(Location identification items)
* START *

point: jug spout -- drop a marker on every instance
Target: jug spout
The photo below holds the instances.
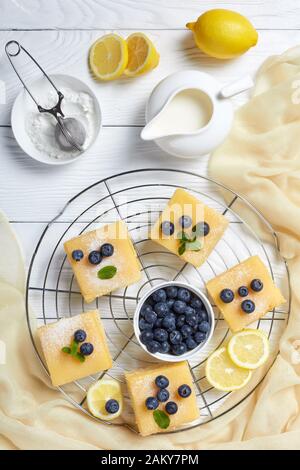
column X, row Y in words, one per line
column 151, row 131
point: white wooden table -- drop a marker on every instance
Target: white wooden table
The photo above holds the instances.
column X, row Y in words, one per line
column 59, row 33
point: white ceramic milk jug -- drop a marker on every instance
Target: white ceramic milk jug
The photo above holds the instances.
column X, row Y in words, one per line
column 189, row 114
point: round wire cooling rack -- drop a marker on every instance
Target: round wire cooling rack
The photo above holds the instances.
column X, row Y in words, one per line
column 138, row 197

* END *
* START *

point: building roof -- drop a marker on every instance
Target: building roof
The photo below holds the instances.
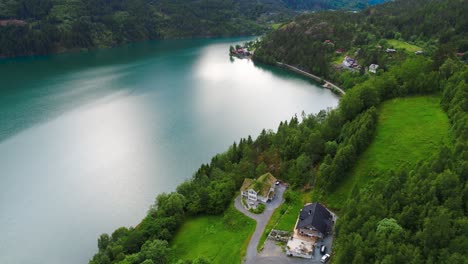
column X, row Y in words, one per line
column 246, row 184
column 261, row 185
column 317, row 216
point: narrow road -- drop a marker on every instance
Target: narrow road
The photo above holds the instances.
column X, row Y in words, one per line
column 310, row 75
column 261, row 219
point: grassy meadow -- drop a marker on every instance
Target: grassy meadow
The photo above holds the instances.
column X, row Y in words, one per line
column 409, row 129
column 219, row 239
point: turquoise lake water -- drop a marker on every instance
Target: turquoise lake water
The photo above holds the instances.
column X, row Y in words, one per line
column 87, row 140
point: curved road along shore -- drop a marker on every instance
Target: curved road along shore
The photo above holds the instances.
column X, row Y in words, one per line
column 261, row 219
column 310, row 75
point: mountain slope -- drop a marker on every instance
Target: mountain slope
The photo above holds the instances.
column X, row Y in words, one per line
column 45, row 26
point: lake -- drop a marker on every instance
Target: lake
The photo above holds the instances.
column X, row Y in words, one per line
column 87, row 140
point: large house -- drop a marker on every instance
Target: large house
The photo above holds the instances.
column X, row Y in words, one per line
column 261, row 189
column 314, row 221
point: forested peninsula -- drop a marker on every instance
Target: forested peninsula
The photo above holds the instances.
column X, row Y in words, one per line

* END *

• [CHALLENGE]
Count the lines in the records above that contain the string "forested", treating uppercase and lowercase as different. Reply with the number alone.

• [TASK ANSWER]
2